begin
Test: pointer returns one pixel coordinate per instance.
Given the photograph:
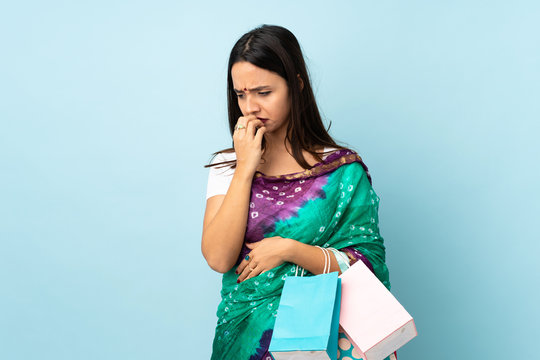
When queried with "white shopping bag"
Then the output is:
(371, 317)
end
**Given instruction**
Output the records above exactly as they are, leaving out the pictures.

**Answer for the task**
Test: pointer returns one pixel coordinate per instance.
Given the photograph:
When queried with "white shopping bag"
Then the output is:
(371, 317)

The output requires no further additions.